> WHAT IS EXPECTED: Could you copy exactly the lines from the one containing "For every instance of the player's" through the last line of the records below, and nothing else?

> RECORDS FOR THIS EXERCISE:
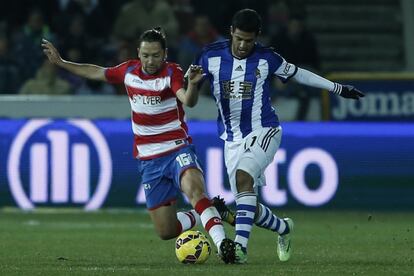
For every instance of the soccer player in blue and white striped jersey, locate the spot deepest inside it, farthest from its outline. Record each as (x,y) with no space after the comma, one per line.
(240,72)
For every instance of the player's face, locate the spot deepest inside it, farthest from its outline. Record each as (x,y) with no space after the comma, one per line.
(242,43)
(152,56)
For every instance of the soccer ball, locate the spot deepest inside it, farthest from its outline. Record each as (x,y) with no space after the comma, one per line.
(192,247)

> RESULT FOR THIS EXERCISE:
For every instance of the player's face, locate the spot deepest inside it, farthest from its outline. Record each as (x,y) with no space after the comma, one per line.
(242,43)
(152,56)
For every instance of the soccer ball, locate the spot deepest inside it, farthest from its outline. Record each as (x,y) with no space after the comma, one per line.
(192,247)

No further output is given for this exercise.